▶ Aim
Format every line of the data below as a numbered list, skipping blank lines. Omit the pictures from your output.

Stored data

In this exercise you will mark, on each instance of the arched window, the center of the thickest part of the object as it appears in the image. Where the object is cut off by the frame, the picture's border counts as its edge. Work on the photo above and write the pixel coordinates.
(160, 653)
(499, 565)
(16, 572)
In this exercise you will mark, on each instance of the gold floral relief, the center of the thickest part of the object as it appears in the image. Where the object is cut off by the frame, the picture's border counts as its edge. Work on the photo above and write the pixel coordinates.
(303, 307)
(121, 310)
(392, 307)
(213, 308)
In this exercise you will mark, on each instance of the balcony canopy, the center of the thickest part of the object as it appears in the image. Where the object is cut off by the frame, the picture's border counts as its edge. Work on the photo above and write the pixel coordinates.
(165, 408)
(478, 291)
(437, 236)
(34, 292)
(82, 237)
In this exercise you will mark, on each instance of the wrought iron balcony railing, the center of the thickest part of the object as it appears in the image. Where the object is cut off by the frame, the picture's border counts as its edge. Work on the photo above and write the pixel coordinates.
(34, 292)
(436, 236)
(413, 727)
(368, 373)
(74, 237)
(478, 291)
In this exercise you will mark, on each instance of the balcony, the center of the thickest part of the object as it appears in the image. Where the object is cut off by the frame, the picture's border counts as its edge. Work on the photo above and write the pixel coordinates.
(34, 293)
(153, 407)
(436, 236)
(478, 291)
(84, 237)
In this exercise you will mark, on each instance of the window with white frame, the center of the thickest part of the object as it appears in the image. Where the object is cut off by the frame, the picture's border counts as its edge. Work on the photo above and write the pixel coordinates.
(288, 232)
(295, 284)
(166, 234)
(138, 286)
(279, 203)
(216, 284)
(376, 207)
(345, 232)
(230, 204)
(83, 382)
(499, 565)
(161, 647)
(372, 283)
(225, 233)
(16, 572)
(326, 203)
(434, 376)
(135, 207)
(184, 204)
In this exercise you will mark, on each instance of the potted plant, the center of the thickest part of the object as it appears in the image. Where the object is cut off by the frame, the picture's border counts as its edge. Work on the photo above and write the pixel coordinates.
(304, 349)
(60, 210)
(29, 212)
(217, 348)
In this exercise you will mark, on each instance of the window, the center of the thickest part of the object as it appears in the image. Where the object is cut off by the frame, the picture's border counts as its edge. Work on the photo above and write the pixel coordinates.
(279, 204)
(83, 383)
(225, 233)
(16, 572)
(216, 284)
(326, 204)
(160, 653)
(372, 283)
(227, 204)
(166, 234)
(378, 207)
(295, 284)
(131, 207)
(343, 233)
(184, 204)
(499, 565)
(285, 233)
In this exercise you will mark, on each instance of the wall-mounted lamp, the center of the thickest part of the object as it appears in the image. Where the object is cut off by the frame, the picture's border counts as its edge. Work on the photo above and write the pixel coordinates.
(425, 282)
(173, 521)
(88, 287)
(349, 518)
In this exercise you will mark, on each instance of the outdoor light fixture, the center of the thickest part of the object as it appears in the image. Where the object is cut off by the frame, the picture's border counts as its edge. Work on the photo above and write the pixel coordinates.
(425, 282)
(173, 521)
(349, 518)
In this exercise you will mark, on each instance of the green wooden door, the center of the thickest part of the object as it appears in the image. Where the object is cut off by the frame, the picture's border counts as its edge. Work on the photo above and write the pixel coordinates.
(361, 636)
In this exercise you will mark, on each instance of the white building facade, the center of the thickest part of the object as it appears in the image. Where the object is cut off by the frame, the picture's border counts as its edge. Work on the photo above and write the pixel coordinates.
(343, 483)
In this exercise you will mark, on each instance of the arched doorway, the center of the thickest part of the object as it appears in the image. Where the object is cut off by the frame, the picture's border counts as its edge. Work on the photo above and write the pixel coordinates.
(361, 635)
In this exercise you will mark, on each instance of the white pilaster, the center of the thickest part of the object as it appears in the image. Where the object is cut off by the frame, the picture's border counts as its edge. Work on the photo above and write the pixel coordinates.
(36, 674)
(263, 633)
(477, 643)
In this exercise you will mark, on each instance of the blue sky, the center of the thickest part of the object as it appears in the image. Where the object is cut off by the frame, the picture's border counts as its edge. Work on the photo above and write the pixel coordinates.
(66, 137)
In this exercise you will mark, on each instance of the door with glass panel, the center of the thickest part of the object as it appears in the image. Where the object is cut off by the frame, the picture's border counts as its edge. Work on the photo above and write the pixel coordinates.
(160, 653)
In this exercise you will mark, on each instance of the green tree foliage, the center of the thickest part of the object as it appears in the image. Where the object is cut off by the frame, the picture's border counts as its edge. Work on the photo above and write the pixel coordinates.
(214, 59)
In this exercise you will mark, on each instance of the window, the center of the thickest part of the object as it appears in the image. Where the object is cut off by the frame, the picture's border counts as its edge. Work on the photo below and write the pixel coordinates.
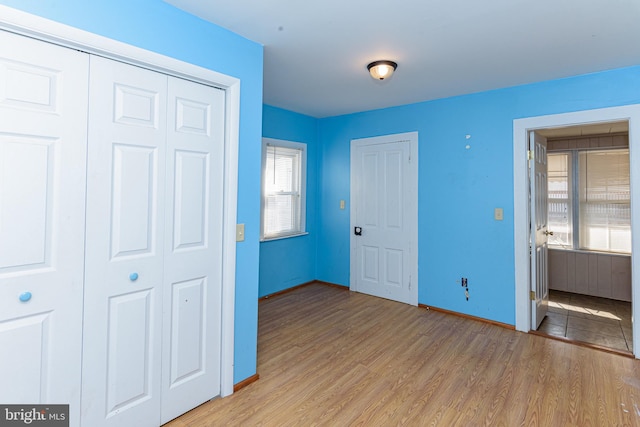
(589, 200)
(284, 165)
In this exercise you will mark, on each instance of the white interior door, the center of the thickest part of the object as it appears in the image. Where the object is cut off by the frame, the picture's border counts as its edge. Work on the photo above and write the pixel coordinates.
(43, 114)
(384, 217)
(539, 229)
(193, 247)
(125, 241)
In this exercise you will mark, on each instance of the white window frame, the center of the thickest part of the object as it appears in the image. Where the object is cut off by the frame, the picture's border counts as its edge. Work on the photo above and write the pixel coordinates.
(303, 187)
(574, 201)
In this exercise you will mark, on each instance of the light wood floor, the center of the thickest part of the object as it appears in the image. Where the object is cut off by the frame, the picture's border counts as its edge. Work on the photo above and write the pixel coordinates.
(332, 357)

▶ Output below
1. In this exercise you will mark, on each instance of the arched window, the center of the thickest part of the object as it appears in the image. Where the object is cut off by the frame, the picture's border counts as its edge. Work on the photo above and write the pixel coordinates.
2. (160, 653)
3. (499, 565)
4. (16, 572)
5. In this exercise you will mark, on each instance of the gold floral relief, the center of the thickest part of the object as it appears in the image. Where the object is cut off by the frame, the picture's border counts as its edge. Work on the photo above and write the pixel coordinates.
6. (303, 307)
7. (121, 310)
8. (392, 307)
9. (213, 308)
10. In this exercise you will mark, on each instance of the balcony canopy, the center of the thickest part of the object as it appears in the image. Where the object is cut off by the frame, the picture's border counts as its edge. Work on the photo above and write the pixel coordinates.
11. (165, 408)
12. (478, 291)
13. (437, 236)
14. (34, 292)
15. (82, 237)
16. In this exercise you will mark, on each instance of the wrought iron balcony railing, the center of the thickest part of the object as it appears in the image. Where the object is cut off by the frame, the picture's border counts as its edge. Work on the photo above and write the pixel coordinates.
17. (34, 292)
18. (436, 236)
19. (413, 727)
20. (368, 373)
21. (74, 237)
22. (478, 291)
23. In this exercise you will mark, on each instance of the balcony, the center of the thickest part of the object as it appears in the image. Where the object is cut off by the frame, the picture's border counts as its edge. Work on the photo above and write the pixel coordinates.
24. (34, 293)
25. (153, 407)
26. (436, 236)
27. (478, 291)
28. (84, 237)
29. In this exercise you will mark, on each instance of the window with white frame, the center of the thickest part of the object as it appears in the image. Where the object is cut off by the frame, the picture's border counts as its edge. Work on the photo above and write the pixel coordinates.
30. (288, 232)
31. (295, 284)
32. (166, 234)
33. (138, 286)
34. (279, 203)
35. (216, 284)
36. (376, 207)
37. (345, 232)
38. (230, 204)
39. (83, 382)
40. (499, 565)
41. (161, 647)
42. (372, 283)
43. (225, 233)
44. (16, 572)
45. (326, 203)
46. (434, 376)
47. (135, 207)
48. (184, 204)
49. In this exercise you will mark, on each instance of the potted plant, the center of the thickest part of the object as it appears in the image. Where the object is cut off by the frame, the picture's border counts as its edge. Work on the photo above and write the pixel coordinates.
50. (304, 349)
51. (60, 210)
52. (29, 212)
53. (217, 348)
54. In this exercise you will mark, on each instance of the window, the center of the thickest part of the object as it appears in the image. Where the object is cut off by the frame, the picture's border counts as its edge. Work on the photo above and write the pixel coordinates.
55. (279, 204)
56. (83, 383)
57. (225, 233)
58. (16, 572)
59. (216, 284)
60. (326, 204)
61. (160, 653)
62. (372, 283)
63. (227, 204)
64. (166, 234)
65. (378, 207)
66. (295, 284)
67. (131, 207)
68. (343, 233)
69. (184, 204)
70. (499, 565)
71. (285, 233)
72. In this exercise you will mark, on each instance of the wall-mounted lamp, the center of the thickest part of the object as it appears in the image. Where the object is cut off by the frame, the picture's border counts as its edge. Work on the photo above and write the pixel coordinates.
73. (425, 282)
74. (173, 521)
75. (88, 287)
76. (349, 518)
77. In this exercise you will mark, on each instance of the outdoor light fixture, the center of the thickest part of the object as it appears in the image. Where the object is cut off by the frame, the picture's border counts as its edge. Work on the photo above and write the pixel coordinates.
78. (425, 282)
79. (173, 521)
80. (349, 518)
81. In this exercise you will mark, on each instance of the green wooden door, the center of the thickest part of the object as it appears in the image. Where the object is cut off by the frame, the picture's border counts as its edge. Work on the photo above and write the pixel coordinates.
82. (361, 636)
83. In this exercise you will mark, on each instance of the white building facade, the center of the thickest part of the object as it appears in the image. Where the object is cut off by the frame, the picture's border counts as its edge. Work on the photo above and write the pixel coordinates.
84. (343, 483)
85. In this exercise you will mark, on each instance of the arched doorway, the center of the thickest part of the object as it appears in the image. Where the object is cut off by the frame, the picture's border counts as its edge. Work on the photo above and write the pixel coordinates.
86. (361, 635)
87. In this exercise you will mark, on each instance of the white pilaster, the center of the thickest part of the object as it appears in the image. Where the object is cut off by the frame, the picture's border counts as its edge. Work on the photo above and write the pixel coordinates.
88. (36, 674)
89. (263, 633)
90. (477, 643)
91. In this exercise you will mark, on each instance of the blue sky, the center of the thickest part of the object as it appears in the image. Where the object is cut off by the frame, the picture's border counts as its edge. Work on the photo above and write the pixel coordinates.
92. (66, 137)
93. In this exercise you will mark, on each instance of the door with glass panel, the center of the thickest part of the object as it appears in the image. Where the object is cut off by the frame, the picture's border counts as its edge. Work on the photo above and write the pixel coordinates.
94. (160, 653)
95. In this exercise you will mark, on each instance of the green tree foliage, the center of the thickest part of the object as it appears in the image. Where the object is cut off by the frame, the picture's border counts as its edge. Work on the photo above and write the pixel coordinates.
96. (214, 59)
97. In this exercise you will mark, on each instance of the window, the center of the thickest part of the object as it appears in the image. Where the object is cut off by the frame, the picture's border counts as its edge. Work on the photo below and write the pixel coordinates.
98. (589, 200)
99. (284, 165)
100. In this exercise you will mark, on each instance of the white interior door, the center of the thickest part of the object as it appears in the image. Where the object is cut off by the frame, the picture's border counts as its edge. Work on the photo above and write the pixel coordinates.
101. (43, 114)
102. (384, 217)
103. (539, 229)
104. (193, 247)
105. (125, 241)
106. In this exercise you will mark, on each instance of the white window frame, the center of the thickest part of the object as it appears in the image. Where the object is cut off by the frame, the picture's border counts as its edge. Work on the photo above and write the pixel coordinates.
107. (303, 187)
108. (574, 201)
109. In this exercise you will mark, on each instance of the light wood floor, the center of the thickest part of the object as it appears in the image. Where the object is cut off by the frame, the picture's border counts as its edge. Work on the photo above and write the pixel coordinates.
110. (332, 357)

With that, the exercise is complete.